↓↓↓

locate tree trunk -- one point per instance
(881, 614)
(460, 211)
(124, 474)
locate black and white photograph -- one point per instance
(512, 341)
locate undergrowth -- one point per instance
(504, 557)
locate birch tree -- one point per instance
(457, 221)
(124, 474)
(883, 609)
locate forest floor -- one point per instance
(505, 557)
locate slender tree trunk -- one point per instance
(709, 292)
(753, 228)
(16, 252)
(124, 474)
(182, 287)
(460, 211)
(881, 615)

↑↑↑

PROBLEM TO WORK ON:
Express the entries above as a two-column CSV with the headers text and answer, one row per entry. Put each entry's text and its answer in their own double-quoted fields, with any line breaks replaced by spaces.

THE SOLUTION:
text,answer
"locate tree trunk -- one point per instance","(881, 614) (460, 211) (124, 474)"
"locate black and white photograph -- one point per instance","(512, 341)"
"locate undergrowth -- one point per instance","(504, 557)"
"locate birch tree -- one point per instance","(457, 221) (124, 474) (883, 609)"
"locate forest floor -- one point per instance","(505, 557)"
"locate slender tree trunk -- one point per instance","(709, 292) (753, 228) (16, 252) (124, 474) (182, 287) (460, 211) (881, 615)"